§ **READING TEXT**:
_____

Your paper doesn't propose anything; you do

It's been far too long since I've made a post, and my list of topics to write about grows with nearly each day.  It was a very busy start to fall here at LSE!  It's still just as busy, to be honest, but I can't put off the itch to write any longer.

This post will be relatively short and sweet, but there isn't an author out there who won't benefit from it.  Whether you're a nonfiction writer of literature, an academic writer of scholarly papers, or someone who writes for fun, you need this threshold concept, this paradigm shift, this parted veil: Your paper doesn't propose anything.  It doesn't argue anything.  It doesn't suggest or find anything.  You do. 

Passive Voice and Anthropomorphism: Hiding the Author

In the sciences, folks are often told to write in passive voice or at least to avoid referring to themselves as the researchers and authors of any given study.  This is so they can front the science and not themselves.  Science is supposed to be unbiased, so what does it matter if "I found a positive correlation" or "a positive correlation was found"?  To make sure that science isn't about the scientist, just elide the scientist altogether when writing about the findings---the thinking goes---and the science will be as objective as it truly is.

This is, of course, poppycock.  Anything done by humans is inherently subjective and biased.  Any study they create, and findings they interpret: subjective, at least in part.  We can try to make study methods as replicable as possible, and we can try to be fair about our analyses, but all of that is still going through the filter of human knowledge and decisions, so there's at least a degree of subjectivity.  It's okay.  We've been doing great with our subjective experiences, scientific methods, and analyses for a long time.  Some of them put us on the moon, even.

So don't blame the scientists, okay?  But just know that there's a tendency in that direction, and if you don't have the full context, your boundaries get set in the wrong places and next thing you know, you're off the rails.

_____

§ **RAW RECORDS**:
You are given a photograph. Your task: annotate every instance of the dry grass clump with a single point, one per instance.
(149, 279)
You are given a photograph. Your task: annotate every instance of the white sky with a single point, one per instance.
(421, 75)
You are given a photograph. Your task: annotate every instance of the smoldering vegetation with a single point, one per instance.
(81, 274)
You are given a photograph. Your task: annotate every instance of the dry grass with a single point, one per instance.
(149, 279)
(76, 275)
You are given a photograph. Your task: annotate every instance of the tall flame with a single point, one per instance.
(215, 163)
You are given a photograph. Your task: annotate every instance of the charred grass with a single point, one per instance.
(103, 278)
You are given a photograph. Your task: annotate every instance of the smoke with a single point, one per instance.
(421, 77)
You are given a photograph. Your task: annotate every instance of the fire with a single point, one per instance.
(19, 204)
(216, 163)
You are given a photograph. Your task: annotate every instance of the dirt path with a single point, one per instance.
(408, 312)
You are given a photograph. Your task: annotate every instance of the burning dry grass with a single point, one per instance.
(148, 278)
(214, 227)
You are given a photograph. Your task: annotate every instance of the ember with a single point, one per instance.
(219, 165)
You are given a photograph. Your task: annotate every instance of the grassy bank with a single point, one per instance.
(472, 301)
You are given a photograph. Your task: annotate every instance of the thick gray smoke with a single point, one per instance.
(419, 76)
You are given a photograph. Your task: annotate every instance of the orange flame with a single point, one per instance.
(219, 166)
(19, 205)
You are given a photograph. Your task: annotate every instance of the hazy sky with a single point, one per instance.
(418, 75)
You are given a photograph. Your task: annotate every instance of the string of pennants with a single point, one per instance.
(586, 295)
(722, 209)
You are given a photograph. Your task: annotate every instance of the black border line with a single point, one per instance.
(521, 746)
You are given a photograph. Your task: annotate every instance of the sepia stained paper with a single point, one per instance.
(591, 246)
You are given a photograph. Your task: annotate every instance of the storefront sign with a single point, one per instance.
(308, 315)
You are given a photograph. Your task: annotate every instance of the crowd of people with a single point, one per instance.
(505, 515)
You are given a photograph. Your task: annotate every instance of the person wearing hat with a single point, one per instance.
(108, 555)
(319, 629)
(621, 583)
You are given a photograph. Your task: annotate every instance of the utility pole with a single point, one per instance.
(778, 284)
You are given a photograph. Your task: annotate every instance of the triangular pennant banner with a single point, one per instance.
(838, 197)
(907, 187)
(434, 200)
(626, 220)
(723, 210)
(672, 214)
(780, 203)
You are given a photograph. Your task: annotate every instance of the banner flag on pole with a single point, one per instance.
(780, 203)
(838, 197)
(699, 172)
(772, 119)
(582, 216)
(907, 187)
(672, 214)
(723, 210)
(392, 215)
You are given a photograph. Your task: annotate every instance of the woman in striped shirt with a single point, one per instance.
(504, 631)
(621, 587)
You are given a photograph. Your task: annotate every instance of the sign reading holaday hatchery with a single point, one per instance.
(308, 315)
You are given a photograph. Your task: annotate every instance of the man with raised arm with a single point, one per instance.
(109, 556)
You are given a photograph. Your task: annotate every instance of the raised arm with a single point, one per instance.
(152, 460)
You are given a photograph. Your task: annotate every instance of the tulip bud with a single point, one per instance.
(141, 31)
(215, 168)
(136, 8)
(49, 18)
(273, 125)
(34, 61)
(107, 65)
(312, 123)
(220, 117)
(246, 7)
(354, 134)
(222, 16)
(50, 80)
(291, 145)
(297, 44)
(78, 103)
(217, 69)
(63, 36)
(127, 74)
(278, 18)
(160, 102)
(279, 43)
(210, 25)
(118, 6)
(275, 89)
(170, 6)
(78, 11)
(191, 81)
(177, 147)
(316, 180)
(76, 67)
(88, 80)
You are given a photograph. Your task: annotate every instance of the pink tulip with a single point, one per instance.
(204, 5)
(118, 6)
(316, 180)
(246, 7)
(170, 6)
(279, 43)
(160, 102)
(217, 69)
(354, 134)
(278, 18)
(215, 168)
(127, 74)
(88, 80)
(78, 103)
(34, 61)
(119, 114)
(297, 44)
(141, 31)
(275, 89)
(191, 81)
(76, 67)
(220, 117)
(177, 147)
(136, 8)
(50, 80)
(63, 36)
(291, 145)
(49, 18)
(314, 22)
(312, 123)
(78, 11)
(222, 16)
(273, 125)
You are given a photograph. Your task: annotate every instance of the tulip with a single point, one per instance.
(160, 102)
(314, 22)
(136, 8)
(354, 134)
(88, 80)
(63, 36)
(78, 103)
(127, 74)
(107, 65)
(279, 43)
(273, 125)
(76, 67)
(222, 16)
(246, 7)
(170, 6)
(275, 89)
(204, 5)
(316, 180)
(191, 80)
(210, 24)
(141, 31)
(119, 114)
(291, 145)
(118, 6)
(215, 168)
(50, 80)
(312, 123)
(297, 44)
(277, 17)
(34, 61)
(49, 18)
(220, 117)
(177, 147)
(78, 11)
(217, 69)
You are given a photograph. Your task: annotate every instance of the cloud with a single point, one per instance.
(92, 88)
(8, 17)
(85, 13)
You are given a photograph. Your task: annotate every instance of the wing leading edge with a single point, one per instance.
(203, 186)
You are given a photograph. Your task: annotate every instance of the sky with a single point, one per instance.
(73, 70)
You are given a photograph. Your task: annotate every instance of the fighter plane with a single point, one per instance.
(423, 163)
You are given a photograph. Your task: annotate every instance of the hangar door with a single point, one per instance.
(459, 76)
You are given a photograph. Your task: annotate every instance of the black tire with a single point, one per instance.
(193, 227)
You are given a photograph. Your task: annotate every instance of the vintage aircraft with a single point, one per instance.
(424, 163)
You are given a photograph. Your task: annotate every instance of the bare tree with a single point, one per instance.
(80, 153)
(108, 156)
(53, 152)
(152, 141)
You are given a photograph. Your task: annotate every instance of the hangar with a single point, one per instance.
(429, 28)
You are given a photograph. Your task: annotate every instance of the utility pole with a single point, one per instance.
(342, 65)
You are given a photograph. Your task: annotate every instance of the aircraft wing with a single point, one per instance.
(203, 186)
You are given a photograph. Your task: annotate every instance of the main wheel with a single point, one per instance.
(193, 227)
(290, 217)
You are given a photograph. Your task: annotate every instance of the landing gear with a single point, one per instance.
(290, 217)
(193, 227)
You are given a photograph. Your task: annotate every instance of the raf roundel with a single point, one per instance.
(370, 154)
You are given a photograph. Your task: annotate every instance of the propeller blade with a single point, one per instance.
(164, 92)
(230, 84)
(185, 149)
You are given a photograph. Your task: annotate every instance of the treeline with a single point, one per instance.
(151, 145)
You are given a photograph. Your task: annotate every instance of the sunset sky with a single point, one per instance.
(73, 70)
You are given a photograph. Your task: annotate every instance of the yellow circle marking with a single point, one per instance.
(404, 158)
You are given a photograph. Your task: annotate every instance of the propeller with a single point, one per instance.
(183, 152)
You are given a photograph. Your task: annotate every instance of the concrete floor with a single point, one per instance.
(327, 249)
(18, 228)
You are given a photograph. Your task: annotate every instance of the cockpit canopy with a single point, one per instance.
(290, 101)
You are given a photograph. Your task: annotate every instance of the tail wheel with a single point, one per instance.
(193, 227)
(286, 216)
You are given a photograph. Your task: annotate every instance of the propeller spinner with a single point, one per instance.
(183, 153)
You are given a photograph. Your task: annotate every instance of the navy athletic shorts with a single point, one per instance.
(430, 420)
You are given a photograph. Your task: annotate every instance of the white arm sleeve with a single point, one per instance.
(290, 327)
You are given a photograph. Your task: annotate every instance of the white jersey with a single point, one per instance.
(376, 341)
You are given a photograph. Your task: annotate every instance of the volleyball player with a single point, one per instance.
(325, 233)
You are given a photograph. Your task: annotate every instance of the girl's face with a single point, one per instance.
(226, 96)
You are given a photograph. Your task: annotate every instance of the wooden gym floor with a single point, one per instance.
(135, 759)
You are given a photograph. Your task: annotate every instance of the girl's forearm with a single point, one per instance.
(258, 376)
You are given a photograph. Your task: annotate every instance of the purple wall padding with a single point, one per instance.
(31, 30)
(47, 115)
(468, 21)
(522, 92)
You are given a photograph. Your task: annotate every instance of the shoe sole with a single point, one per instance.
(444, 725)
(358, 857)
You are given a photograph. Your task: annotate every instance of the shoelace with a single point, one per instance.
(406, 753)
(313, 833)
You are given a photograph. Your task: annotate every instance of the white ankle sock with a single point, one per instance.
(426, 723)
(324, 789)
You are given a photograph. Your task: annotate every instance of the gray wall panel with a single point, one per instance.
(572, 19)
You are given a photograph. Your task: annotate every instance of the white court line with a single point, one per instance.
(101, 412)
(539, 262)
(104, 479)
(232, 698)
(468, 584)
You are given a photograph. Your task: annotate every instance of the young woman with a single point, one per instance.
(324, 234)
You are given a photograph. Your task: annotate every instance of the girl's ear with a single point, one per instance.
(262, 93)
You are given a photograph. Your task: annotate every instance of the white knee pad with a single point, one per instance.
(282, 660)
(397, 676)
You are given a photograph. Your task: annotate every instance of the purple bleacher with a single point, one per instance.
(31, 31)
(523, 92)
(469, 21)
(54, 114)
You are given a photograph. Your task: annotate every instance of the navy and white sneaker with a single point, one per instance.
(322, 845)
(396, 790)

_____

§ **WRITTEN TASKS**:
**A)** In the post about who proposes things in a paper, what are science writers often told to do so they can front the science and not themselves?
**B)** Retype the stretch of the post on authorship from "This is, of" through "the moon, even.", copying its wording and punctuation without change.

§ **EXERCISE ANSWERS**:
**A)** They are told to write in passive voice or at least to avoid referring to themselves as the researchers and authors of a study.

**B)**
This is, of course, poppycock.  Anything done by humans is inherently subjective and biased.  Any study they create, and findings they interpret: subjective, at least in part.  We can try to make study methods as replicable as possible, and we can try to be fair about our analyses, but all of that is still going through the filter of human knowledge and decisions, so there's at least a degree of subjectivity.  It's okay.  We've been doing great with our subjective experiences, scientific methods, and analyses for a long time.  Some of them put us on the moon, even.